____ TEXTO PROPORCIONADO

MÚNICH / François-Xavier Roth despacha ‘Salomé’ en tiempo récord

Múnich. Bayerische Staatsoper. 14-07-2023. Camilla Nylund, Gerhard Siegel, Micaela Schuster, Wolfgang Koch, Evan LeRoy Johnson. Bayerische Staatsorchester. Dirección musical: François-Xavier Roth. Dirección de escena: Krysztof Warlikowski. Richard Strauss: Salomé.
Incomprensión, estupor y frustración fueron las sensaciones que me invadieron al término de la representación de Salomé en la Bayerische Staatsoper de Múnich. Ésas fueron mis respuestas anímicas a la pregunta que no podía dejar de hacerme: ¿Cómo es posible que, teniendo ese reparto de voces (la de Salomé, excepcional) y esa orquesta, alguien consiga eliminar de esta obra maestra cualquier rastro de emoción, de desgarro y de sensualidad? Pues François-Xavier Roth lo consiguió. Él solito, porque no hay otro responsable. El director francés metió el turbo y avasalló. Un único y explícito dato: en la página web de la Bayerische se anuncia que la duración de la obra es de 1h45 aproximadamente; la versión de Solti del 61 dura 1h50 más o menos, y no era sospechoso el húngaro de falta de vitalidad. Pues bien, Roth despachó su Salomé en 96-98 minutos a todo tirar. Nunca había mirado el reloj para comprobar la duración de una ópera, pero ante los tempi que imprimió y sobre todo, ante esa forma de avanzar sin respiro, casi pisándose los talones a sí mismo, en esta ocasión me vi impelida a hacerlo.

________
____ ENTRADAS DE DATOS

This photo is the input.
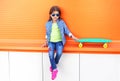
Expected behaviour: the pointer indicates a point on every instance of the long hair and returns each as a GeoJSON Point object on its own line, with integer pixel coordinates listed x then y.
{"type": "Point", "coordinates": [54, 8]}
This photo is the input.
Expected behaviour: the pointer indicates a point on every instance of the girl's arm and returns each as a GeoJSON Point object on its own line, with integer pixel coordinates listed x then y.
{"type": "Point", "coordinates": [69, 33]}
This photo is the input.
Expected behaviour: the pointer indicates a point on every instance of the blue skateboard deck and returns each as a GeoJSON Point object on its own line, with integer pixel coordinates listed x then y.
{"type": "Point", "coordinates": [94, 40]}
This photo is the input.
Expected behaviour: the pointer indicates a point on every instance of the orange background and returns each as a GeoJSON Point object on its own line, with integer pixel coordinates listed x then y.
{"type": "Point", "coordinates": [25, 19]}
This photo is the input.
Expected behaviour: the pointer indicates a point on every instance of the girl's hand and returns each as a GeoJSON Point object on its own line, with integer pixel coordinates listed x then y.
{"type": "Point", "coordinates": [75, 38]}
{"type": "Point", "coordinates": [44, 45]}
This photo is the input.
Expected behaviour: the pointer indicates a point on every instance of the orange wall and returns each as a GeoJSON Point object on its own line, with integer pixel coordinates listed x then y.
{"type": "Point", "coordinates": [25, 19]}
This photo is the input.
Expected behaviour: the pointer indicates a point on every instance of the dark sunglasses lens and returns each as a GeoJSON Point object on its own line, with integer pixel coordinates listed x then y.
{"type": "Point", "coordinates": [56, 15]}
{"type": "Point", "coordinates": [53, 14]}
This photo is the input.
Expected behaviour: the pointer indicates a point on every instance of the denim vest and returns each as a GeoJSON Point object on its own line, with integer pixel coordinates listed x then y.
{"type": "Point", "coordinates": [63, 30]}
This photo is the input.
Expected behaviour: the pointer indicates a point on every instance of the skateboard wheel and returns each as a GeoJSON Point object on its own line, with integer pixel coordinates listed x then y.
{"type": "Point", "coordinates": [105, 45]}
{"type": "Point", "coordinates": [80, 45]}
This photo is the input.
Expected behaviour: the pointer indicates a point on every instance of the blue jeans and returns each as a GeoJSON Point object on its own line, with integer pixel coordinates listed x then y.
{"type": "Point", "coordinates": [55, 47]}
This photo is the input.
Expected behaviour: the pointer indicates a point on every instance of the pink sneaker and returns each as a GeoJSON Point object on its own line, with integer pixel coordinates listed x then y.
{"type": "Point", "coordinates": [54, 74]}
{"type": "Point", "coordinates": [51, 69]}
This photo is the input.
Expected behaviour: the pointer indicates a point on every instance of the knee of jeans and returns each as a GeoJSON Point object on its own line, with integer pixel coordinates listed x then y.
{"type": "Point", "coordinates": [51, 55]}
{"type": "Point", "coordinates": [59, 53]}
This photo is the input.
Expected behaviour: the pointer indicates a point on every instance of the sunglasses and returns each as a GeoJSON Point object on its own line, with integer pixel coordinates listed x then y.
{"type": "Point", "coordinates": [56, 15]}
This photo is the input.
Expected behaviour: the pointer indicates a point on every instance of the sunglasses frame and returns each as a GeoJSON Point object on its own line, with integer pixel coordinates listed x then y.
{"type": "Point", "coordinates": [53, 15]}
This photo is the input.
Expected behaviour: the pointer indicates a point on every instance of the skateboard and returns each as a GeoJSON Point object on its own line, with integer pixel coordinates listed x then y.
{"type": "Point", "coordinates": [94, 40]}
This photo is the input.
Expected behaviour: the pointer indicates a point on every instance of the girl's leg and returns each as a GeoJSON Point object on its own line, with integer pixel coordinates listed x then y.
{"type": "Point", "coordinates": [59, 50]}
{"type": "Point", "coordinates": [51, 47]}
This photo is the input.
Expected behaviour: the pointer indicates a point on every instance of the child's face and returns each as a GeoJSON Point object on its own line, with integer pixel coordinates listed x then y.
{"type": "Point", "coordinates": [55, 15]}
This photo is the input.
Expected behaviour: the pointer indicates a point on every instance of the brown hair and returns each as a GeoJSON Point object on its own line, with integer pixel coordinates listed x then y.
{"type": "Point", "coordinates": [52, 9]}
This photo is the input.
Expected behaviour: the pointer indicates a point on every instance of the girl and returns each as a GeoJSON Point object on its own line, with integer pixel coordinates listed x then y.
{"type": "Point", "coordinates": [55, 38]}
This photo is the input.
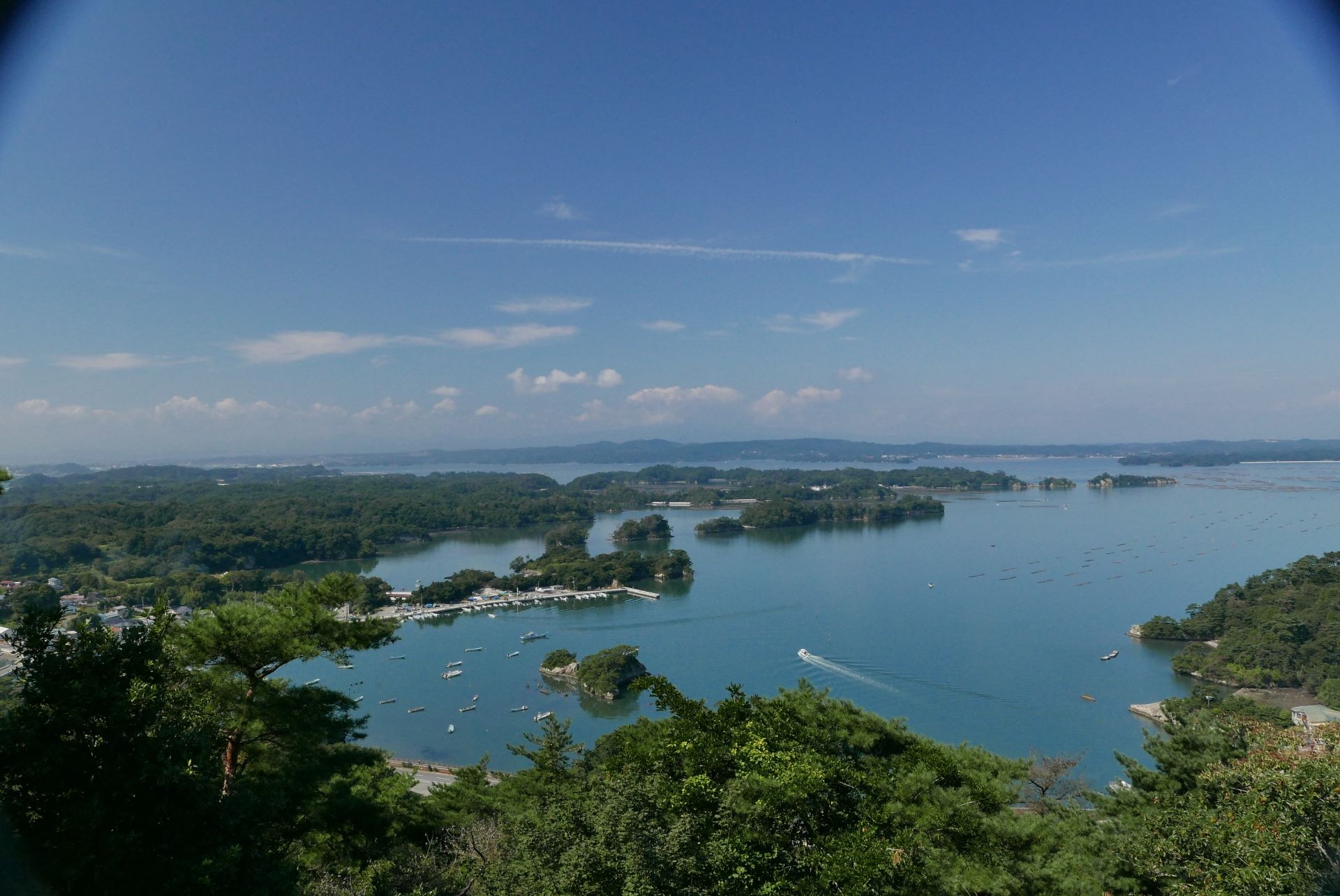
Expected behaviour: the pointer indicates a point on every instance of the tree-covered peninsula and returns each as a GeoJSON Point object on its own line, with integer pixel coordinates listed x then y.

________

● **EJERCICIO PLANTEADO**: Reproduce literalmente el fragmento de la reseña sobre la Salomé de Múnich que empieza en "Múnich. Bayerische Staatsoper." y termina en "Richard Strauss: Salomé.".

● **RESULTADO DEL EJERCICIO**:
Múnich. Bayerische Staatsoper. 14-07-2023. Camilla Nylund, Gerhard Siegel, Micaela Schuster, Wolfgang Koch, Evan LeRoy Johnson. Bayerische Staatsorchester. Dirección musical: François-Xavier Roth. Dirección de escena: Krysztof Warlikowski. Richard Strauss: Salomé.